• Data listing:
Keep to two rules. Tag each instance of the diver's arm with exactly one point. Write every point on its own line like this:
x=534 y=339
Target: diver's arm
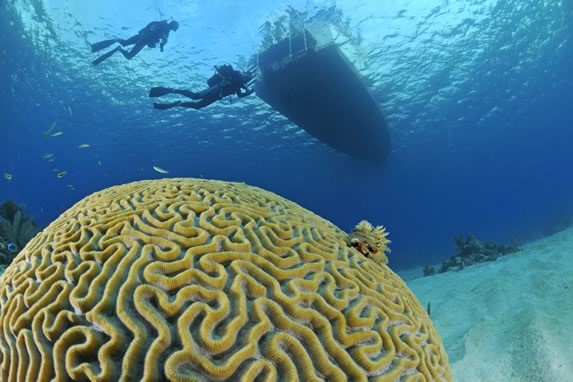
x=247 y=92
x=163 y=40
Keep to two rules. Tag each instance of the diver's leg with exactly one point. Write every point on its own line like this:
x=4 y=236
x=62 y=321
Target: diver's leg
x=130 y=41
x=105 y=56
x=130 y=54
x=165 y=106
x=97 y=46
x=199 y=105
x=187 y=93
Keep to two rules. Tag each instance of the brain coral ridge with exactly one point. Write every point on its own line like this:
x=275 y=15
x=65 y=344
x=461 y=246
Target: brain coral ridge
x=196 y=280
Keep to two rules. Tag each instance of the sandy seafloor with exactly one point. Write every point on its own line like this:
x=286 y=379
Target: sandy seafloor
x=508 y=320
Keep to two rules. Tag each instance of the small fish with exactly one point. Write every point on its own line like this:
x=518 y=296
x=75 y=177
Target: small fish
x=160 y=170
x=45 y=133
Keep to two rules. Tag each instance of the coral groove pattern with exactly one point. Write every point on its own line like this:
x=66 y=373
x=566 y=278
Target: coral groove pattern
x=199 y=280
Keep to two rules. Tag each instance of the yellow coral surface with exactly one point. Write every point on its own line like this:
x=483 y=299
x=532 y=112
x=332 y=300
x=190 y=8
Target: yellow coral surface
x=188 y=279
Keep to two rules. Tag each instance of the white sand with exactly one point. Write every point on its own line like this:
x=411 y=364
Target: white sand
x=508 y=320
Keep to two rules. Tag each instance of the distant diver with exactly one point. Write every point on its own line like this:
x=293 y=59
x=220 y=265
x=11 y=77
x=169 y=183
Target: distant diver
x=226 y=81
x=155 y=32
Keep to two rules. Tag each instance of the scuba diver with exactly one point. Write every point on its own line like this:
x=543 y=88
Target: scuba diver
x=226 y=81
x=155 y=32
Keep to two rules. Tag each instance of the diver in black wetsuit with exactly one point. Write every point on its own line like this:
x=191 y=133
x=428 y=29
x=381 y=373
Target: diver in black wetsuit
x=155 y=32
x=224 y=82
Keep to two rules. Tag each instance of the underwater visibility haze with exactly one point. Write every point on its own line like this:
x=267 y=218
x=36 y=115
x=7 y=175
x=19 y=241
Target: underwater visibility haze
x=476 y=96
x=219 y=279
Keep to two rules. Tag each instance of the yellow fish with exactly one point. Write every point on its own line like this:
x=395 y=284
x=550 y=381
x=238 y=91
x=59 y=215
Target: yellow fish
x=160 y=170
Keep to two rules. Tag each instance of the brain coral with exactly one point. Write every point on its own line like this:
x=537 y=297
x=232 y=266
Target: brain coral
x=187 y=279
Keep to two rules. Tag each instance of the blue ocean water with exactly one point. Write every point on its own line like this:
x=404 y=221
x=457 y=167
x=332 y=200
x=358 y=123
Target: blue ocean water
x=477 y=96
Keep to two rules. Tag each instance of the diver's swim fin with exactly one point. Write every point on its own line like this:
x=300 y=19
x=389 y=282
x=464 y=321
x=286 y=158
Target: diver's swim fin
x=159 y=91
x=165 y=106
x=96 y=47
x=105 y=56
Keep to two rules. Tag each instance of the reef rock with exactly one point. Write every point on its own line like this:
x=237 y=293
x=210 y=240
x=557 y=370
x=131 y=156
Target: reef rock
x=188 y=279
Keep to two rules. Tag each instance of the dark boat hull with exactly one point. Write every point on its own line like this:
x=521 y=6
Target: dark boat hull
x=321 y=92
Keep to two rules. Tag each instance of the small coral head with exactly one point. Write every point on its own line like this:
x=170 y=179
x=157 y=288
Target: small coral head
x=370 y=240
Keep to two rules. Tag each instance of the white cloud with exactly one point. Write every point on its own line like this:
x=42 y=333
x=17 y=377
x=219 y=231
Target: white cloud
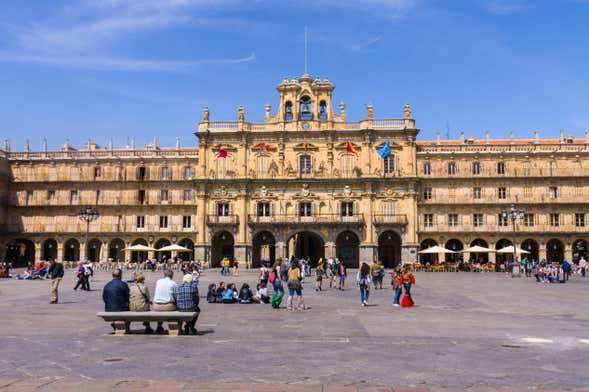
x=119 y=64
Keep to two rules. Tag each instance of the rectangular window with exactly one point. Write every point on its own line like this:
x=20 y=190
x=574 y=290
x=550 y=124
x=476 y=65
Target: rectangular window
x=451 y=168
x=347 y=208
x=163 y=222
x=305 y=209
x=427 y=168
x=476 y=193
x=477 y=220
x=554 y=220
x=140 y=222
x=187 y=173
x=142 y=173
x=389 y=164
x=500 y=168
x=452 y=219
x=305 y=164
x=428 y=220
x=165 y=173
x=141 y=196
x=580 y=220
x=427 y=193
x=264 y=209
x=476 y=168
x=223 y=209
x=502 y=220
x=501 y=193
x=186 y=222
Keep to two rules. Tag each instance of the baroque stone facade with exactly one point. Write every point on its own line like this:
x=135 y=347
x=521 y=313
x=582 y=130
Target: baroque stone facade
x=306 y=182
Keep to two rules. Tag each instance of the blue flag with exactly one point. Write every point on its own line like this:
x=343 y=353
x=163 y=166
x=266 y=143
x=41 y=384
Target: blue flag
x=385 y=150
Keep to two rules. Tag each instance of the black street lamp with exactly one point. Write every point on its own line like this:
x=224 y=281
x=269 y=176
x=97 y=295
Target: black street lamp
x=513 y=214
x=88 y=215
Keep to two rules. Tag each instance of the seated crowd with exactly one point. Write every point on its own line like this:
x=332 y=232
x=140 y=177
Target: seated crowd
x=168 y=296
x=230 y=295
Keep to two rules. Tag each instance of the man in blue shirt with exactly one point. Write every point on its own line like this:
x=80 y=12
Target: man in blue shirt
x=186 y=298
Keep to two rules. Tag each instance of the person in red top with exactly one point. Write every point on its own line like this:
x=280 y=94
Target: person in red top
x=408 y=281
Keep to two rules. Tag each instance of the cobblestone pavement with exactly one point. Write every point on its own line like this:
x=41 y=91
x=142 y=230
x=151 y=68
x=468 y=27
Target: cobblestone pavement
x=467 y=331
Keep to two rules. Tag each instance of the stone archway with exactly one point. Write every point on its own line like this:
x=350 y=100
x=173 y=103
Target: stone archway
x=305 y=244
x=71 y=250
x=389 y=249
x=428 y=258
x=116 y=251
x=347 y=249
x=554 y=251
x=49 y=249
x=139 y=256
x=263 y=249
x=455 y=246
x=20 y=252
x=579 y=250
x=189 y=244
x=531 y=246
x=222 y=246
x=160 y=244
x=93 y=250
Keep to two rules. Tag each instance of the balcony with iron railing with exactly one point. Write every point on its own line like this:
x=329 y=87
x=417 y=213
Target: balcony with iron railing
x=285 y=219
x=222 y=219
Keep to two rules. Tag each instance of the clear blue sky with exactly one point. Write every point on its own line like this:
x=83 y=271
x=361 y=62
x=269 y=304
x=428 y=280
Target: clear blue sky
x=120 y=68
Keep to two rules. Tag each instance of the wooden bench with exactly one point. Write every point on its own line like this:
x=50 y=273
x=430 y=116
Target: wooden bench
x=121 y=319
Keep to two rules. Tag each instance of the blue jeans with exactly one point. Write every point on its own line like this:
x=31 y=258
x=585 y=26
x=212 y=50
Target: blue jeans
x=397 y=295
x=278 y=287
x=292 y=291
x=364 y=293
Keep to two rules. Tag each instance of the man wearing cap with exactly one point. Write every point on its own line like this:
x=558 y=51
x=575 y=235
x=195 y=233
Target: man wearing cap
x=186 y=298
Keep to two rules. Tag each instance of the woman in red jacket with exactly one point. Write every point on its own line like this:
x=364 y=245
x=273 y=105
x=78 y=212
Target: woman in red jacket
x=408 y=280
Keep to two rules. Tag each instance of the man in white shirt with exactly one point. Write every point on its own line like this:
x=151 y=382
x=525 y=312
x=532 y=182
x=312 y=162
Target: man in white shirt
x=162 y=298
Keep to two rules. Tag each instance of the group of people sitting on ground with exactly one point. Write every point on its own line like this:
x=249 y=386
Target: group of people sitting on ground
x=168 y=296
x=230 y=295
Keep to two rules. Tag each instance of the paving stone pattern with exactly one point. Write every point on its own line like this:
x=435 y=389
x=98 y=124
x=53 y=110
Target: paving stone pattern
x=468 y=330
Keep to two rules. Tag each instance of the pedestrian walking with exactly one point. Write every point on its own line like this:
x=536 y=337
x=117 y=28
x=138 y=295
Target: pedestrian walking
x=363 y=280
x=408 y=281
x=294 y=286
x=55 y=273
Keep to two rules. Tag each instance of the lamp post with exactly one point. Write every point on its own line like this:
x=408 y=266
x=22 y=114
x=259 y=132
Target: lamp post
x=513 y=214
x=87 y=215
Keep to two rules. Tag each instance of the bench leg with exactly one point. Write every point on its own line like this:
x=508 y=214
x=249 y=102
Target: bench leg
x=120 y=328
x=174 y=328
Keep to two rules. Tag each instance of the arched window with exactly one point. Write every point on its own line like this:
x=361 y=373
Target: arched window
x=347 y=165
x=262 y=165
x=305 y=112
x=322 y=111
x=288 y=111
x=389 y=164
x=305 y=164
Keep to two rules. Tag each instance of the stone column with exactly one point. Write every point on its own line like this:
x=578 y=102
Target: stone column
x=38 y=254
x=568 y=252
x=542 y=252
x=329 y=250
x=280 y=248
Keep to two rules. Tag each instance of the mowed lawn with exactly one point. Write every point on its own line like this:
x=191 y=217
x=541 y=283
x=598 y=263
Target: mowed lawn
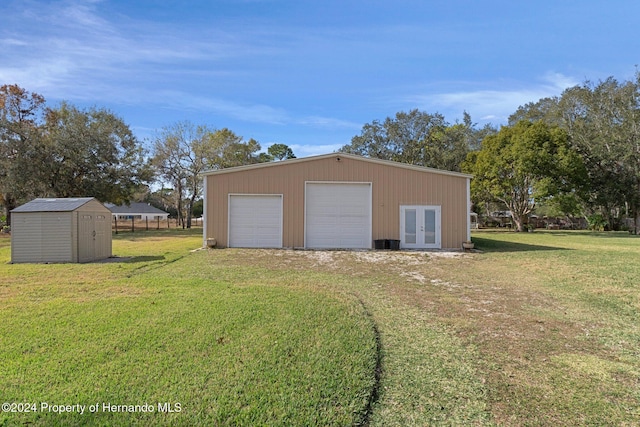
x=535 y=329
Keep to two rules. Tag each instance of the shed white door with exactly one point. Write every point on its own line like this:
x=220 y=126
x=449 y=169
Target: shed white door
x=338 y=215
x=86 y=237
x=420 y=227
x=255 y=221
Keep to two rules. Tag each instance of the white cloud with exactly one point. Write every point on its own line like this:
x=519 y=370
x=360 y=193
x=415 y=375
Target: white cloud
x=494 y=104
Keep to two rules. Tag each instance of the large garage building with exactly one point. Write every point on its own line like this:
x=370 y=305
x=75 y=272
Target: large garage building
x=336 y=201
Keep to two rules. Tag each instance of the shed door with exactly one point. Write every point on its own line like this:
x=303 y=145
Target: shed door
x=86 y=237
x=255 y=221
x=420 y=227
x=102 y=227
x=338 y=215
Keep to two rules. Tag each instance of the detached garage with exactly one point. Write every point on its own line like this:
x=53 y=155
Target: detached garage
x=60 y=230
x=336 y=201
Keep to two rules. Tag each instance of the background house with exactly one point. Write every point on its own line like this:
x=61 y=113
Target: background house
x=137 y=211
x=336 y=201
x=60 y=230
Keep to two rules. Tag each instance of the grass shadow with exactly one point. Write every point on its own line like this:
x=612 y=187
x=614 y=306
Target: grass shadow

• Short exercise: Reproduce the listing from the line that contains "Keep to two rules. Tag each instance of the clear" through the line that contains "x=162 y=298", both lines included. Replace "wooden bench" with "park bench" and leave everything else unchanged.

• Answer below:
Keep to two rules. Tag each instance of the clear blue sky with exactly one point. Write every point on its own line like this:
x=83 y=271
x=361 y=62
x=269 y=304
x=428 y=280
Target: clear blue sky
x=120 y=68
Keep to two rules. Tag each instance of the park bench with exactly one point. Write every point on its own line like this:
x=50 y=273
x=430 y=116
Target: park bench
x=121 y=319
Keep to two rules. Tag each instance of the blue jeans with exactly one point. Write every point on its own line like this:
x=31 y=258
x=585 y=26
x=212 y=50
Target: blue jeans
x=397 y=295
x=278 y=287
x=292 y=291
x=364 y=293
Keep to two rules. Tag each instance of the man wearing cap with exactly one point. Write every point on its own line like this:
x=558 y=51
x=575 y=235
x=195 y=233
Target: man wearing cap
x=186 y=298
Keep to two rules. Tag each instance of the woman in red jacket with exactly one point. Write every point on its own line like this:
x=364 y=245
x=273 y=105
x=78 y=212
Target: woman in red jacket
x=408 y=280
Keep to two rules. Tag each instance of the man in white shirt with exactly one point. Write every point on its own line like this:
x=151 y=382
x=525 y=312
x=532 y=182
x=312 y=162
Target: man in white shirt
x=162 y=298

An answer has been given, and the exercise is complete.